- [INSTRUCTIONS TO FOLLOW]:
Output each line from the one that contains "box: [291, 308, 303, 387]" to the final line of the data below, exactly, and include nothing else.

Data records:
################

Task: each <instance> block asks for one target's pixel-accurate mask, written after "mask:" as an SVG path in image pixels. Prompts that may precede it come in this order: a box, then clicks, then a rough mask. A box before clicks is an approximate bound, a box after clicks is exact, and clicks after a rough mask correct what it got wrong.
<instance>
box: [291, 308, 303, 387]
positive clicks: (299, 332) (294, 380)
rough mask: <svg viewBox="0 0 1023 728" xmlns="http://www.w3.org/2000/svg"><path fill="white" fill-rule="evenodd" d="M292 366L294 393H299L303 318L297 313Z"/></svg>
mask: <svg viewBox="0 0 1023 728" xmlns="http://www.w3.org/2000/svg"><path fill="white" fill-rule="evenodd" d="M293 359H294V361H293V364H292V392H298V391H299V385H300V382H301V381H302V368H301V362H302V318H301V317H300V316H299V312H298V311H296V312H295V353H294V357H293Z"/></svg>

################

- [RESULT FOR THIS TASK]:
box: [291, 308, 303, 387]
positive clicks: (299, 332) (294, 380)
rough mask: <svg viewBox="0 0 1023 728" xmlns="http://www.w3.org/2000/svg"><path fill="white" fill-rule="evenodd" d="M292 366L294 393H299L303 318L297 313Z"/></svg>
mask: <svg viewBox="0 0 1023 728" xmlns="http://www.w3.org/2000/svg"><path fill="white" fill-rule="evenodd" d="M293 359H294V361H293V364H292V392H298V391H299V385H300V382H301V381H302V368H301V362H302V318H301V317H300V316H299V312H298V311H296V312H295V353H294V357H293Z"/></svg>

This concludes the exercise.